Dataset extract:
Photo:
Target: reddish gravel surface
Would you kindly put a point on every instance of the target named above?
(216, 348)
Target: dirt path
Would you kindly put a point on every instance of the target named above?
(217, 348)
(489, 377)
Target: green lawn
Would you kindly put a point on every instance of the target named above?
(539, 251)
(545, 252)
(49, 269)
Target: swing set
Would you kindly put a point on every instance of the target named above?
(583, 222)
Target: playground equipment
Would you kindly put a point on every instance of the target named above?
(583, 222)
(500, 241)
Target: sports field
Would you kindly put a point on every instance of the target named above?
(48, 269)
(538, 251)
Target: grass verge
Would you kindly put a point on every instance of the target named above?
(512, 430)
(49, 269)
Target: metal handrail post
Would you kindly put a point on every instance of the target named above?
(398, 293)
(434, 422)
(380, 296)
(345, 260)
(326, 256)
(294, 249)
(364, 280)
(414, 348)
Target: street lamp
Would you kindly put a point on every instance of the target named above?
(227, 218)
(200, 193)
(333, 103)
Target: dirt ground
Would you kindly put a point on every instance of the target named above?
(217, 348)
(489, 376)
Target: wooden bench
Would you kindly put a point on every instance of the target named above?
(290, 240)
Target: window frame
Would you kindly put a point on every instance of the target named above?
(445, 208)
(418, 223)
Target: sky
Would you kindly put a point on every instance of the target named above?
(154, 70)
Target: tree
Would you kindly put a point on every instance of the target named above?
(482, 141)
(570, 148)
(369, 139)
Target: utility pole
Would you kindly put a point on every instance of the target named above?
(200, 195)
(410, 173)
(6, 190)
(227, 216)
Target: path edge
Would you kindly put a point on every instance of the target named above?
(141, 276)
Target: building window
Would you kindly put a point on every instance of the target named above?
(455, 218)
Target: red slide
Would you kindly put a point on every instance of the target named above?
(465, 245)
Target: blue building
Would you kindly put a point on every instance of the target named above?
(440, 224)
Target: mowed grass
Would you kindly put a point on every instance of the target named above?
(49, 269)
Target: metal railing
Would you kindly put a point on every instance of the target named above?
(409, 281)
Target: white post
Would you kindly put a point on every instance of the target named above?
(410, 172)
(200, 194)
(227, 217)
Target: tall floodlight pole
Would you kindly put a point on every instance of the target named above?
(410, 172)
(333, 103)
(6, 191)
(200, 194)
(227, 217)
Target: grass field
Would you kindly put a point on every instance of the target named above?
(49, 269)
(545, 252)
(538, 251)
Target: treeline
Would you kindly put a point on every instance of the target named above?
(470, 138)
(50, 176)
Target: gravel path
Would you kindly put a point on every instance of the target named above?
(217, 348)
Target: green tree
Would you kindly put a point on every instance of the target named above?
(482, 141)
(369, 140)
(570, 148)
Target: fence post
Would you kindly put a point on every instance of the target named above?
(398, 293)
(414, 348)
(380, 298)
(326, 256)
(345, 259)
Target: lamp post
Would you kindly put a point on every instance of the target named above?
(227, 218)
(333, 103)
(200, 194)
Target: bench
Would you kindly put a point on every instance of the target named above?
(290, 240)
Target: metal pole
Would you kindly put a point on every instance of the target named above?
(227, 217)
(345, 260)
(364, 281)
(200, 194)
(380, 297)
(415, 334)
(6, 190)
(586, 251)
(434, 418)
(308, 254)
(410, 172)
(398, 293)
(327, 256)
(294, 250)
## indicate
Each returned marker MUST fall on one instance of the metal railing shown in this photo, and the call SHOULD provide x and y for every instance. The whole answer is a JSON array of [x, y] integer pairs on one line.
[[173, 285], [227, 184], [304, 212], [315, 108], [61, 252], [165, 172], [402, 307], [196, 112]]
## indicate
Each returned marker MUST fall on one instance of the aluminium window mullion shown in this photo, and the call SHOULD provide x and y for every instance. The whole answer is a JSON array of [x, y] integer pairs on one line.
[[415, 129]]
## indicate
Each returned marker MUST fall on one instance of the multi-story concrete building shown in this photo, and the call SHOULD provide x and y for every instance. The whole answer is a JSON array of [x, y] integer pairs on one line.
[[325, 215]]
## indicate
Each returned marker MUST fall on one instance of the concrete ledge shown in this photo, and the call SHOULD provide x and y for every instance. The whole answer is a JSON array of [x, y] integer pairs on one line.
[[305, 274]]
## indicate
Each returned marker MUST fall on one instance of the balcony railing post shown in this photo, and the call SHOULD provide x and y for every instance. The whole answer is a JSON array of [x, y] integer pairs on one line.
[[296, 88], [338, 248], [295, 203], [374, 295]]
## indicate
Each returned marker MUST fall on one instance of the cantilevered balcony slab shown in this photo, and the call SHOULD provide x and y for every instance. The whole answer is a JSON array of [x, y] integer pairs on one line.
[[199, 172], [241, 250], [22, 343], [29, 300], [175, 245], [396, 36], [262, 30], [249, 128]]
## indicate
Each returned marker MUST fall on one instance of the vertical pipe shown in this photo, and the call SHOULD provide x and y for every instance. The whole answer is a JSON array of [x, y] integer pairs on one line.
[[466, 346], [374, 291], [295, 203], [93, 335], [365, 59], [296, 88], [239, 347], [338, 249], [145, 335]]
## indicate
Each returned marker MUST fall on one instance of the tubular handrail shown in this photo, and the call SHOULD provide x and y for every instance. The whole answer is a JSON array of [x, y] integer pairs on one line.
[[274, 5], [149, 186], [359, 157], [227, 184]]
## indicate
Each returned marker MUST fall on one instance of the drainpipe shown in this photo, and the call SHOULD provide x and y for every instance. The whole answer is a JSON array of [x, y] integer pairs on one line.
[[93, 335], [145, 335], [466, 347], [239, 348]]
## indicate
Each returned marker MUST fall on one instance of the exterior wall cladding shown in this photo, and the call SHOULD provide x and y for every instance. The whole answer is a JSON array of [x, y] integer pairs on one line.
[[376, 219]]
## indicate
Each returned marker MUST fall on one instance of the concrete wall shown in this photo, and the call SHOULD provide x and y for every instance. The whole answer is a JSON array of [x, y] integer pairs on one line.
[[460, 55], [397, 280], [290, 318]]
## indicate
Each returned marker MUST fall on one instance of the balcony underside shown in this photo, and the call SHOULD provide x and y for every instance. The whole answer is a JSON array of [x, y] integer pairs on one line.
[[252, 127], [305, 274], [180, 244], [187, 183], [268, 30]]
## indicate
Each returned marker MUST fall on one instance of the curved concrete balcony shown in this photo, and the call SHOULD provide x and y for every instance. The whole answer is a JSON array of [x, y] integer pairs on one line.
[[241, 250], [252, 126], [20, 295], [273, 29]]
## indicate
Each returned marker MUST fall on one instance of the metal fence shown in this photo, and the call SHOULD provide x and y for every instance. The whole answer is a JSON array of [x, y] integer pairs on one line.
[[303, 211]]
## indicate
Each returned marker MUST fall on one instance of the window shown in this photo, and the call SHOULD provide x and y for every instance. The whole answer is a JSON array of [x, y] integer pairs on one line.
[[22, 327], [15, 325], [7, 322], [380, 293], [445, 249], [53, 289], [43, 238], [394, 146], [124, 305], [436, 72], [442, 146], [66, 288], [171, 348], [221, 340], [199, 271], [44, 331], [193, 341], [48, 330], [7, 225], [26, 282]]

Exercise description: Give an exact repetition of all the material.

Result for this exercise:
Photo:
Target: reddish gravel surface
Would you kindly put a point on every instance of the target named above?
(216, 348)
Target: dirt path
Would you kindly put a point on every instance of the target named above?
(217, 348)
(489, 377)
Target: green lawn
Would you kindly put a point on every instance of the target named above?
(539, 251)
(545, 252)
(49, 269)
Target: swing set
Would you kindly put a point on every instance of the target named above?
(583, 222)
Target: playground equipment
Would you kindly put a point on every instance of the target named above?
(583, 222)
(500, 241)
Target: sports field
Would you kindly put a point on every instance of the target named above?
(48, 269)
(538, 251)
Target: grass verge
Would you kindly put a point on every instance of the target named above?
(512, 430)
(49, 269)
Target: metal handrail post
Would you kindly put a point on every instance of the target named above?
(398, 293)
(434, 422)
(380, 296)
(345, 260)
(326, 256)
(294, 249)
(364, 280)
(414, 348)
Target: street lamp
Would you kindly put a point on every instance of the target named above?
(227, 218)
(200, 193)
(333, 103)
Target: dirt ground
Would you kindly put a point on every instance of the target named above?
(217, 348)
(489, 376)
Target: wooden bench
Would you kindly put a point on every instance of the target named above?
(290, 240)
Target: window frame
Would you kindly put a point on every instance of the target named above?
(445, 208)
(418, 223)
Target: sky
Would you kindly put a point on every instance of the target named above?
(154, 70)
Target: tree
Would you kindly put a point on every instance of the target named above?
(482, 141)
(570, 148)
(369, 139)
Target: utility pole
Would you kindly put a point on every instance of the target named above?
(200, 195)
(410, 173)
(6, 190)
(227, 216)
Target: path edge
Would you kindly put a point on every instance of the target named above?
(141, 276)
Target: building window
Would you kindly put a point on every instance of the target named above?
(455, 218)
Target: red slide
Would you kindly put a point on every instance of the target named above?
(465, 245)
Target: blue building
Would you kindly put a point on every instance of the target named above?
(440, 224)
Target: mowed grass
Would you kindly put a point on every instance of the target named above?
(49, 269)
Target: metal railing
Would you kindly put a point on every instance of the target named above?
(409, 281)
Target: white post
Would you kindly put a point on every instance of the target named above?
(410, 172)
(200, 194)
(227, 217)
Target: tall floodlight pole
Would you kindly put a point on every instance of the target named above?
(410, 172)
(333, 103)
(6, 191)
(200, 194)
(227, 217)
Target: grass field
Would you kindly put a point on every instance of the target named above?
(49, 269)
(545, 252)
(538, 251)
Target: treeline
Would you kindly put a point on every instance of the target named above?
(470, 138)
(50, 176)
Target: gravel path
Would you kindly put a point on every instance of the target named above?
(217, 348)
Target: green tree
Would you kindly put a point on every instance of the target named above?
(482, 141)
(369, 140)
(570, 148)
Target: fence post
Would you kindly put a point on every instance of the target named above?
(398, 293)
(414, 348)
(380, 298)
(326, 256)
(345, 259)
Target: lamp post
Would you kindly put a point on every instance of the target named above?
(227, 218)
(333, 103)
(200, 194)
Target: bench
Would you kindly put a point on every instance of the target named above?
(290, 240)
Target: metal pole
Would you kindly put a point on every instance of the target named above?
(227, 217)
(345, 260)
(364, 281)
(200, 194)
(380, 297)
(415, 334)
(6, 190)
(586, 251)
(434, 418)
(308, 254)
(410, 172)
(398, 293)
(327, 256)
(294, 250)
## indicate
Each returned marker MUST fall on one instance of the metal railing shown in this photo, and the call SHOULD provide x and y for every instance. The whole answer is a JSON array of [x, y] integer pairs on one line.
[[173, 285], [227, 184], [304, 212], [315, 108], [61, 252], [165, 172], [402, 307], [196, 112]]
## indicate
Each returned marker MUST fall on one instance of the aluminium window mullion shown in this photo, and the call SHOULD provide x and y for every instance. The whole answer is a JSON array of [x, y] integer pairs on one line.
[[415, 129]]
## indicate
Each returned marker MUST fall on one instance of the multi-story concrete building shown in this photo, and the call SHOULD provide x and y for every instance. The whole answer is a JSON array of [x, y] integer pairs on one line.
[[325, 215]]
## indicate
Each returned marker MUST fall on one instance of the concrete ledge shown in this photo, and the call SHOULD provide x and y for every instance. The whole answer is a JSON array of [x, y] integer pairs on one line.
[[305, 274]]
## indicate
Each returned marker MUST fall on one instance of the balcony railing post shown in this photo, and the call SHOULD provide x and y for every instance. The whole answer is a JSON array of [x, y] integer pairs on one line.
[[296, 88], [338, 248], [295, 203], [374, 295]]
## indicate
Each returned marker MUST fall on one instance of the cantilevered balcony slab shown in this photo, and the call SHOULD provide x and y for every instance. The whole answer is a JSON array of [x, y] integer pairs on one line.
[[199, 172], [241, 250], [22, 343], [29, 300], [175, 245], [396, 36], [262, 30], [249, 128]]
## indicate
Each returned marker MUST fall on one instance of the vertical pipe shown in this photo, and the call SHOULD provide x and y for every instance. The whole answer is a JSON array of [x, y] integer pairs on one line.
[[466, 346], [374, 291], [295, 203], [93, 335], [365, 59], [296, 88], [239, 347], [338, 249], [145, 335]]
## indicate
Each returned marker MUST fall on one instance of the tubular handrail shown in this photo, and the call SHOULD provide x and y for every instance. The whole answer is a JSON array of [x, y] integer pairs on one line.
[[274, 5], [149, 186], [359, 157], [227, 184]]
## indicate
Each returned marker MUST fall on one instance of the drainpipe shown in this photo, and the call SHOULD provide x and y for every instance. The whole answer is a JSON array of [x, y] integer pairs on one line.
[[93, 335], [145, 335], [466, 347], [239, 348]]
## indicate
Each returned marker MUST fall on one instance of the exterior wall cladding shown in this photo, and the call SHOULD provide x and y for every instance. The whole answer is a JSON array of [x, y] integer pairs on one line.
[[376, 219]]
## indicate
Each returned marker MUST fall on one instance of the concrete wall shown in this photo, and the call SHOULD provide x and y for every instance. The whole answer is a JSON array of [x, y] integer pairs on one line.
[[460, 55], [397, 280], [290, 318]]
## indicate
Each returned marker MUST fall on one instance of the balcony underside shown in this photo, and the call SHOULD provide x and y for every instance. The whole answer is a JSON array of [x, y] integer pairs on one line.
[[252, 127], [305, 274], [180, 244], [187, 183], [268, 30]]
## indicate
Each returned marker MUST fall on one instance of the curved concrete balcony shown in this photo, and the call SHOULD provide x and y for every instance. The whole answer is a JSON array of [x, y] integer pairs on one line.
[[241, 250], [252, 126], [20, 295], [273, 29]]
## indicate
Each returned marker MUST fall on one instance of the metal fence shown in this photo, and the call SHOULD provide x and y for every instance. The whole answer is a JSON array of [x, y] integer pairs on one line.
[[303, 211]]
## indicate
Each returned marker MUST fall on one instance of the window shown in this photo, and the call SHOULD provide x and y for every instance. The whole answer is a JSON array of [x, y] integer pairs on one line.
[[22, 327], [15, 325], [7, 322], [380, 293], [445, 249], [53, 289], [43, 238], [394, 146], [124, 305], [436, 72], [442, 146], [66, 288], [171, 348], [221, 340], [199, 271], [44, 331], [193, 341], [48, 330], [7, 225], [26, 282]]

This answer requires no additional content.